#### Task instructions:
Duplicate the entries below word for word, keeping every line as it appears.
begin Dataset records
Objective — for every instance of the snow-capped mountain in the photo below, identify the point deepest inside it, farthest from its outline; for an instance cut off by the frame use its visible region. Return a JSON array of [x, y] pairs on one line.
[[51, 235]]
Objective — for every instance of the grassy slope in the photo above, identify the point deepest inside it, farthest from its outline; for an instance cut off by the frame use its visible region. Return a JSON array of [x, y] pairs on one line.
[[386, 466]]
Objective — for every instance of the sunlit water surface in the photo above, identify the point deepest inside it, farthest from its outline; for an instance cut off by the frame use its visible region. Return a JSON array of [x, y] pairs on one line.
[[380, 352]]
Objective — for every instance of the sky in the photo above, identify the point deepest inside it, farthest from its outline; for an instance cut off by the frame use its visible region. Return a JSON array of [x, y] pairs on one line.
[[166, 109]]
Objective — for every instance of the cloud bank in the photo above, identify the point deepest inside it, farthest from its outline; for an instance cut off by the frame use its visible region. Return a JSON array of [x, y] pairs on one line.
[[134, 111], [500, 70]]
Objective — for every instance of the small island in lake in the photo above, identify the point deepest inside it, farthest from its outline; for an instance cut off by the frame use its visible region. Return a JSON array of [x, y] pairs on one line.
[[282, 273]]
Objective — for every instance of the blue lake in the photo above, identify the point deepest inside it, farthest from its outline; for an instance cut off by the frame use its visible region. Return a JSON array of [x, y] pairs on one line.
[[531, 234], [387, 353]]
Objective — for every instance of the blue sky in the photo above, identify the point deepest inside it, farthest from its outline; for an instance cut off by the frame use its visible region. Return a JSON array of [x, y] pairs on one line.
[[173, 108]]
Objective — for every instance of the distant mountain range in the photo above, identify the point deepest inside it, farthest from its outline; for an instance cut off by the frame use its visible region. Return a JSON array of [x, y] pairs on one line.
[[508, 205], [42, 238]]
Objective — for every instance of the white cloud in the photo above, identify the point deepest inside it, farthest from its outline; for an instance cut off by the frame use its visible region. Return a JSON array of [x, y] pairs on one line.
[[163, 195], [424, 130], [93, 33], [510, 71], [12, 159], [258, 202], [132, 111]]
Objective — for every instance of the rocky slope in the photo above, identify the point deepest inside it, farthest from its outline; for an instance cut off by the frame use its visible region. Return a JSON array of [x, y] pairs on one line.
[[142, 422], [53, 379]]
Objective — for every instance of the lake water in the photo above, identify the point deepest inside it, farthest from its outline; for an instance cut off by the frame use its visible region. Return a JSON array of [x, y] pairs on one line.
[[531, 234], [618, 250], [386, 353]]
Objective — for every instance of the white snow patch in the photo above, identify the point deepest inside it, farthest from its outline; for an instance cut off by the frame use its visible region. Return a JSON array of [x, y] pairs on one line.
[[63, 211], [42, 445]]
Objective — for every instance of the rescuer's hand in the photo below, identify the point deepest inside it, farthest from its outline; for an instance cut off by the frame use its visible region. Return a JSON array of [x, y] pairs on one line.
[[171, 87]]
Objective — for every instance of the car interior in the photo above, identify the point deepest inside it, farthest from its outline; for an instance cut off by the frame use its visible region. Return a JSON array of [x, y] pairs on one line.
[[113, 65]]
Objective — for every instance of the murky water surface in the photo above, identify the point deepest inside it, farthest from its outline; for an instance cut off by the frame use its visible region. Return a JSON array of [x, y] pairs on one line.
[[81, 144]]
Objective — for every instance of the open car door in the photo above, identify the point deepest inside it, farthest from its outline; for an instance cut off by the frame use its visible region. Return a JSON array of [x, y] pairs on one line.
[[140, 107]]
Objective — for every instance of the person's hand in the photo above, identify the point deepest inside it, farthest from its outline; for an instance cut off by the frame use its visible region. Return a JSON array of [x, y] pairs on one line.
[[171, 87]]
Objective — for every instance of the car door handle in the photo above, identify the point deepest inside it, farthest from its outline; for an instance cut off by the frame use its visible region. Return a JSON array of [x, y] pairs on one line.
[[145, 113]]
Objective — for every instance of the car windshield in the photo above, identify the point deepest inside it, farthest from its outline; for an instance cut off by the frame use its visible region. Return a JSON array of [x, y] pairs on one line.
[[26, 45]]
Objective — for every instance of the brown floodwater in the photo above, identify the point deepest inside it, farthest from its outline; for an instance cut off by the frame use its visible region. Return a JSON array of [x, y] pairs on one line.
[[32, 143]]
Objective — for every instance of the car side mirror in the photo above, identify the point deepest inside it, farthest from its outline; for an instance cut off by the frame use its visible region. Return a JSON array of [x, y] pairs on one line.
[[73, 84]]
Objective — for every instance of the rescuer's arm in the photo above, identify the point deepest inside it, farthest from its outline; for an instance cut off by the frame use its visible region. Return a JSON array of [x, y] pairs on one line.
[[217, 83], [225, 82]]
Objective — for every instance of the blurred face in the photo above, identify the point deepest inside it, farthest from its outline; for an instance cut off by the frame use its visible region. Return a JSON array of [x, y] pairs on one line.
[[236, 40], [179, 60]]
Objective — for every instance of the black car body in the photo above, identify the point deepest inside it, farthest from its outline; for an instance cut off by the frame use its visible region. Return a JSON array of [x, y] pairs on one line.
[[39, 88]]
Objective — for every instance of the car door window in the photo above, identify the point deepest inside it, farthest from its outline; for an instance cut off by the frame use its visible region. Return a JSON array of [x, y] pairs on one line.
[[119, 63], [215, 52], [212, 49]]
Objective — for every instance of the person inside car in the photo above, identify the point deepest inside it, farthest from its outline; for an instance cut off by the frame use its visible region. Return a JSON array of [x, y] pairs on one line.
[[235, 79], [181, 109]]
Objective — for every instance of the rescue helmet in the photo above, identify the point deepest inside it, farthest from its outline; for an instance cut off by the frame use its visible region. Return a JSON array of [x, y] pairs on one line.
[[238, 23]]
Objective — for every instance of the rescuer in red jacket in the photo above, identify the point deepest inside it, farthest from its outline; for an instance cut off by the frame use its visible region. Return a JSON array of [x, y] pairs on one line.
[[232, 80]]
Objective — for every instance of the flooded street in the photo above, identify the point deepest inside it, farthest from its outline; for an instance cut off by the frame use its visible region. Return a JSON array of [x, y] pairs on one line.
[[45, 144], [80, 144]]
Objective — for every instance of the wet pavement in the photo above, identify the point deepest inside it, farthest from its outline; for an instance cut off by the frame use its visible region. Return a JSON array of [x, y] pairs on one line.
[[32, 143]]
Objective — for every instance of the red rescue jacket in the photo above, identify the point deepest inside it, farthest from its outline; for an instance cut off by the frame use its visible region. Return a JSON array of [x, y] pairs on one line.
end Dataset records
#### Exercise response:
Objective — for every instance of the snow-capped mountain in the photo below, identify the point deepest inside it, farthest from its outline; for an instance cut off by the frame use its visible region. Return a JSON array of [x, y] pairs on one line.
[[51, 235]]
Objective — for every instance of the grassy slope in the photo above, identify the point deepest inside it, farthest from its outline; for an instance cut off by the frame use its visible region. Return a JSON array of [x, y] pairs on one line.
[[386, 466]]
Objective — for every instance of the sunlit water surface in the photo above, identify the point deepest inside it, farthest from its outline; for an instance cut off by the frame use its visible region. Return a JSON array of [x, y] pairs on one line.
[[380, 352]]
Objective — for every instance of the sky in the photo above, identify the point deepest inside it, farthest from its outline; for an instance cut off by the frame use its visible region. Return a JSON array of [x, y] pairs on one line.
[[166, 109]]
Objective — for every instance of the cloud bank in the photo above, identify the point deepest inside it, farthest from its outline; for an instance cut off by the frame use its visible region. Return a JSON array of [x, y] pairs on one line.
[[134, 111], [500, 70]]
Objective — for every instance of the small island in lake in the photo above, identify the point deepest inside it, farthest from its outline; for an instance cut off by the frame use its visible region. Return a JSON array of [x, y] pairs on one line.
[[282, 273]]
Objective — for every instance of the blue lake in the photo above, identify the point deepest inside it, farthest from its outline; for an instance cut off by the frame use its visible region. Return a JSON array of [x, y] pairs on one line.
[[531, 234], [387, 353]]
Objective — for every instance of the blue sky in the photo above, identify the point deepest inside it, farthest from its outline; for an instance cut off by the frame use its visible region. Return a JSON array of [x, y] pairs on one line.
[[173, 108]]
Objective — for every instance of the distant mountain range in the photo above, identify the point deepest inside it, farthest from its outline; for an instance cut off by the frame use its visible region. Return a JSON array of [x, y] pairs on one line.
[[508, 205], [42, 238]]
Objective — for every instance of the white cloud in the photo above, identify the point deepest inside it, farthest from its outline; for an instance cut off by the frame use its visible region. Return a JSON array of [x, y] pairs on one line.
[[163, 195], [424, 130], [93, 33], [510, 71], [12, 159], [258, 202], [132, 111]]
Objective — for every instance of the rocky slope in the photo above, identify the point deepest inside it, farthest from its outline; for an instance cut off by the frame use its visible region. Return a JSON array of [x, y] pairs on one line.
[[142, 422], [53, 379]]
Objective — for every instance of the lake water in the photo above, identify the point deepest inside it, farthest from its outline; for an instance cut off by the frame use its visible region. Return a JSON array of [x, y] pairs on one line.
[[531, 234], [618, 250], [386, 353]]
Objective — for every instance of the white snow patch in the photo above, identify the point deepest inside it, farthest from its outline; for an instance cut off by the frame use its visible region. Return a JSON array of [x, y] pairs on one line.
[[63, 211], [42, 445]]
Objective — for every instance of the rescuer's hand in the photo below, identify the point deepest inside it, farthest from its outline; for an instance cut off by the frame use its visible region. Return a JSON array of [x, y] pairs on one line.
[[171, 87]]
Objective — for every instance of the car interior in the photo above, identify the point deepest inside it, farthest from its outline; for an instance cut off by the frame use its visible region. Return a JSON array of [x, y] pairs on one line.
[[113, 65]]
Objective — for every instance of the murky water surface in the photo above, identify the point deepest inside it, farthest from its outline; for an instance cut off by the frame use its visible region. Return a JSON array of [x, y] pairs on one line.
[[81, 144]]
Objective — for every instance of the open car door in the photo above, identify the point deepest inside it, farthest from its outline; for an instance cut off by the frame use its visible region. Return a JSON array of [x, y] pairs on one line.
[[140, 107]]
Objective — for every instance of the person's hand in the photo above, identify the point deepest inside it, farthest from its outline; for an instance cut off by the frame use its visible region. Return a JSON array of [x, y] pairs on one line.
[[171, 87]]
Objective — for every instance of the car door handle in the photo above, identify the point deepest inside it, farthest from its outline; for an instance cut off by the frame use its visible region. Return a JSON array of [x, y] pairs on one line.
[[145, 113]]
Objective — for every instance of the car windshield in the photo above, identify the point deepest inside it, farthest from its outline; for an instance cut off by the frame use its visible region. Return a JSON array of [x, y] pairs on one line.
[[26, 45]]
Objective — for every instance of the brown floodwater in the photo above, identify the point deepest inside it, farthest from its outline; for an instance cut off by the frame use its visible region. Return a JSON array of [x, y] pairs on one line.
[[32, 143]]
Objective — for every instance of the car side mirror in the photo above, identify the point deepest inside it, farthest from its outline; for an instance cut off by the frame use its visible region. Return a JSON array of [x, y] pairs on one line.
[[73, 84]]
Objective — for every instance of the rescuer's arm in the photo above, identify the point deepest inside it, farthest from its outline; for an instance cut off by the frame use its visible region. Return a JSON array of [x, y] pairs on one line.
[[217, 83], [225, 82]]
Objective — for every instance of the blurred face in the photo above, identify the point deepest inside it, farthest from its outline; for an instance cut off by the frame use its visible region. Return a JSON array of [x, y] pairs on one line.
[[236, 40], [179, 60]]
Objective — for every instance of the black car body in the photo above, identify the point deepest inside it, farthest from its outline; for an instance cut off by the frame use its visible region. Return a JSON array of [x, y] pairs on one line.
[[39, 88]]
Objective — for every instance of the car door window in the photo above, identify the point deepest inside it, farthest from its outline; for an instance cut off by the frame use its visible region. Return a JSON array of [x, y] pairs on one line.
[[119, 63], [215, 52], [212, 49]]
Objective — for every instance of the person inside car in the photo above, identify the point deepest inside it, farthest from its outline; for an instance cut off by the frame use its visible region. Return a JSON array of [x, y] pairs on one line.
[[235, 79], [181, 109]]
Objective — for every instance of the rescue helmet in the photo above, identify the point deepest inside it, farthest from its outline; for an instance cut off by the frame use its visible region. Return a JSON array of [x, y] pairs on one line.
[[238, 23]]
Objective — for every instance of the rescuer in red jacket in the photo above, identify the point deepest inside it, farthest from its outline; for an instance cut off by the frame use its visible region. Return a JSON array of [x, y] pairs on one line.
[[232, 80]]
Objective — for every instance of the flooded street in the photo above, identify the point deepest inside it, farthest from its outline; for an instance cut off by the frame use its visible region. Return a JSON array of [x, y] pairs on one line.
[[45, 144], [80, 144]]
Objective — for every instance of the wet pavement in the photo above, identify the point deepest inside it, farthest from its outline; for an instance cut off by the frame use its visible region. Return a JSON array of [x, y] pairs on one line.
[[32, 143]]
Objective — for every instance of the red rescue jacket in the photo above, identify the point deepest inside it, farthest from its outline; for an instance cut off by the frame use its visible region. Return a JSON array of [x, y] pairs on one line.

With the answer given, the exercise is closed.